Input data:
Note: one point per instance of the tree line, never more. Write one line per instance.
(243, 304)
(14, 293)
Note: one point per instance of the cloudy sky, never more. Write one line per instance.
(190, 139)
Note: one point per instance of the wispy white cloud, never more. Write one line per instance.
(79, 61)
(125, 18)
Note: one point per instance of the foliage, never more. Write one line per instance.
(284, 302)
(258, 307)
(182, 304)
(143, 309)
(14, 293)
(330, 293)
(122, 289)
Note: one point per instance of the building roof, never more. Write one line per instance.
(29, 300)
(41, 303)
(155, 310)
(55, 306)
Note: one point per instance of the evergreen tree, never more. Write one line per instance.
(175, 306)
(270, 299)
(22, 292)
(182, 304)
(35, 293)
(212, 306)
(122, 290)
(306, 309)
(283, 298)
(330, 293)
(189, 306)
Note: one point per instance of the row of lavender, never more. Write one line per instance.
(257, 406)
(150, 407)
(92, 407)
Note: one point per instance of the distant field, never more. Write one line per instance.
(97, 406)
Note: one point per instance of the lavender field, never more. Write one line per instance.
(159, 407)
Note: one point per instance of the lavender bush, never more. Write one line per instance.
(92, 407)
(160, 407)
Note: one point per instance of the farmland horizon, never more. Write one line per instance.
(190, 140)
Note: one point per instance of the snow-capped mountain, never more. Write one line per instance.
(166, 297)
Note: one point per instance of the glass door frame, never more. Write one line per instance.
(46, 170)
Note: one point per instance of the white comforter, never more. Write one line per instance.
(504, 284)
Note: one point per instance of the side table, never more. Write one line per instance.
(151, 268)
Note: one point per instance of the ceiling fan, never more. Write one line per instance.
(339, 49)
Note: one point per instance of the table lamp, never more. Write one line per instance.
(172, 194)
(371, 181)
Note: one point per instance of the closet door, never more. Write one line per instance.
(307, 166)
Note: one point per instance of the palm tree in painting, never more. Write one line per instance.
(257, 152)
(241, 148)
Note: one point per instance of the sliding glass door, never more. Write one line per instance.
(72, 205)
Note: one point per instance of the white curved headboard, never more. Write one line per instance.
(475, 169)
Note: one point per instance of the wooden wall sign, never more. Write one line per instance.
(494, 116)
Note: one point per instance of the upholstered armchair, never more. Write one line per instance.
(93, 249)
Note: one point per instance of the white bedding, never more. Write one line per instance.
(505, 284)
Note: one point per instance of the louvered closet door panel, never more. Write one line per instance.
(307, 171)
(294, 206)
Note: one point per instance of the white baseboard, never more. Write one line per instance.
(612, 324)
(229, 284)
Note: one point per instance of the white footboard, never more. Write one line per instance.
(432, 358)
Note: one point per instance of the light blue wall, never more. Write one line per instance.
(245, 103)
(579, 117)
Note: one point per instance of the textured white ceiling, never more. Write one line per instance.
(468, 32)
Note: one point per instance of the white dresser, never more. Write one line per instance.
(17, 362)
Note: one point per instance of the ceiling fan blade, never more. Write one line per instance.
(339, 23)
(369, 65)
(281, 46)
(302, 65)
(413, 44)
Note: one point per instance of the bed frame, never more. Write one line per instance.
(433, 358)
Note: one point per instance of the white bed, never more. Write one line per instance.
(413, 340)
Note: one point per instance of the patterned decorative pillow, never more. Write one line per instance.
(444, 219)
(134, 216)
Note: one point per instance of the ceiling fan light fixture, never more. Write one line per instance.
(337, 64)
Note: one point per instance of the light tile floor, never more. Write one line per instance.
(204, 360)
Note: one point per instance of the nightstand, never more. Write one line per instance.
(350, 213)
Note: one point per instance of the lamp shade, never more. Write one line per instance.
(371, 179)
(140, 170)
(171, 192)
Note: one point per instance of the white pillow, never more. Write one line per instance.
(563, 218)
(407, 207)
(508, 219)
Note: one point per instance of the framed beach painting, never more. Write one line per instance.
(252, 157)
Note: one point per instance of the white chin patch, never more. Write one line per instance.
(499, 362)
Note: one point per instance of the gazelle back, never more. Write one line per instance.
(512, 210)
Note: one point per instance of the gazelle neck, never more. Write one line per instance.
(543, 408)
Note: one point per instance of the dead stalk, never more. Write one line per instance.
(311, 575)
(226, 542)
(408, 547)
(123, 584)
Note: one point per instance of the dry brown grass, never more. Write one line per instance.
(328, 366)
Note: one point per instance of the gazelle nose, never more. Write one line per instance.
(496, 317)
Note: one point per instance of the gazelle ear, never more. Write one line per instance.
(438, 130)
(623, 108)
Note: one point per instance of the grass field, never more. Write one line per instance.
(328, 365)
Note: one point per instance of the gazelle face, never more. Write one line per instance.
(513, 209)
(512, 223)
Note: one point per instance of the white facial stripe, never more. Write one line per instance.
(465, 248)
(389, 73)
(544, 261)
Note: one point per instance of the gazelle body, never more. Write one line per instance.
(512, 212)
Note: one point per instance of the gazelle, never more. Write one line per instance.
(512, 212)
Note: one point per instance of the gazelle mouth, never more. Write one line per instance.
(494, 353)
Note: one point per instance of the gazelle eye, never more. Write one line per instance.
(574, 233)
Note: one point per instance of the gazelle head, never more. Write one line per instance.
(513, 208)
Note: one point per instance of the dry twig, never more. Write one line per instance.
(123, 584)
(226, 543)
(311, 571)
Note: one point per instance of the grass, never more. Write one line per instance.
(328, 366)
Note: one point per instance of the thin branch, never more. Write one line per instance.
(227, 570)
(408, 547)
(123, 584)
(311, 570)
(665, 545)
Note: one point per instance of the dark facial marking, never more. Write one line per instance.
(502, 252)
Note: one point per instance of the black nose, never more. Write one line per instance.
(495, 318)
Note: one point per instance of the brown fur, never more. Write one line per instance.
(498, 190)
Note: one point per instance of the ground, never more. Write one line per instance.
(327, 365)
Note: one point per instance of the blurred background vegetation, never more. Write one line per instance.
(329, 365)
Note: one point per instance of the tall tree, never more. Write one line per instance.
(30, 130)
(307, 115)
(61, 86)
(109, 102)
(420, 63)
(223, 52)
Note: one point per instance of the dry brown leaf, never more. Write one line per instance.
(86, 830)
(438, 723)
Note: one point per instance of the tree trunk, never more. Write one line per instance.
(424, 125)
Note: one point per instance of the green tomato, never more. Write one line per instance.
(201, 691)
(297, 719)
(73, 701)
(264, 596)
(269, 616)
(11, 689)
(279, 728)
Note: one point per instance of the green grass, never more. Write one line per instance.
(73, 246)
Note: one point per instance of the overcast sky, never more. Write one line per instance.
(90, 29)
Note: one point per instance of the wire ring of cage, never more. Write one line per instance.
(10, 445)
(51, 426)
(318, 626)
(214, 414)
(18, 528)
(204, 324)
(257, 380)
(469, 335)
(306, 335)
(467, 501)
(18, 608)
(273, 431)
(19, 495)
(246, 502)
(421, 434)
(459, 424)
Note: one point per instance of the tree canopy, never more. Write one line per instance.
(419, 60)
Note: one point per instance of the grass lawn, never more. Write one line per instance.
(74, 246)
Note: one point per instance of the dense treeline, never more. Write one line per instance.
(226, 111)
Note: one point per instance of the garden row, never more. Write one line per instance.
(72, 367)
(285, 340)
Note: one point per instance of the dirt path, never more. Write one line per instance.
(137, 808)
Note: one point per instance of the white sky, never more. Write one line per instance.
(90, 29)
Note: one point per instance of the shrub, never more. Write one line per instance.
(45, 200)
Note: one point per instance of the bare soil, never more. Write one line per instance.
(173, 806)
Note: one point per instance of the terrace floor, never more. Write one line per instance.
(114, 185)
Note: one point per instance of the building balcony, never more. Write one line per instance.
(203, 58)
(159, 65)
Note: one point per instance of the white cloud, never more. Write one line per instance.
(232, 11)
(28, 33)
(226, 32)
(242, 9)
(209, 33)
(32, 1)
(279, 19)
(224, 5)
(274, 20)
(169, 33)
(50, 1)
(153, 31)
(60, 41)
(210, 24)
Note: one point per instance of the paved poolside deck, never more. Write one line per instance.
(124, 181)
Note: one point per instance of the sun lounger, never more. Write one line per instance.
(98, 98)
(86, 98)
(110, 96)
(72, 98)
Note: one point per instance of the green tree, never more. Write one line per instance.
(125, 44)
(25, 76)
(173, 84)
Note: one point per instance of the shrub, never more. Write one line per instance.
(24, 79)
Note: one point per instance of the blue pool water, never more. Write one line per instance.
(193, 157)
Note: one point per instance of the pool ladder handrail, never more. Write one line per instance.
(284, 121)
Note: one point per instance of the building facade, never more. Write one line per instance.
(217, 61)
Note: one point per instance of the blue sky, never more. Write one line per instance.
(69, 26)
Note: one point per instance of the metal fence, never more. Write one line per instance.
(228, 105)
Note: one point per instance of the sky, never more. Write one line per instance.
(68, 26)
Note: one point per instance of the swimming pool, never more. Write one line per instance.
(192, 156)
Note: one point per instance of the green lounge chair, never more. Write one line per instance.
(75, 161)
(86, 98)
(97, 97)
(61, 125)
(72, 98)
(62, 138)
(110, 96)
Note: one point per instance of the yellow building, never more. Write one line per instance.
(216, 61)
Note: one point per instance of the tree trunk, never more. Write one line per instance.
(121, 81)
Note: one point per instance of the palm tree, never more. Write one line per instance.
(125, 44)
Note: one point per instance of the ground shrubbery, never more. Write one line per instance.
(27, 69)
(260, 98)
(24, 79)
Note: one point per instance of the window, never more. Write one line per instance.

Problem to work on: Nothing but the lines from the one that contains "Note: one point per instance of the ground shrubbery, never" through the end of the listing above should be copied, each exactly as written.

Written reply:
Note: one point per instance of the ground shrubbery, never more. Write one line per instance.
(27, 69)
(260, 98)
(24, 79)
Note: one point per instance of the window, never more. Write one line per instance.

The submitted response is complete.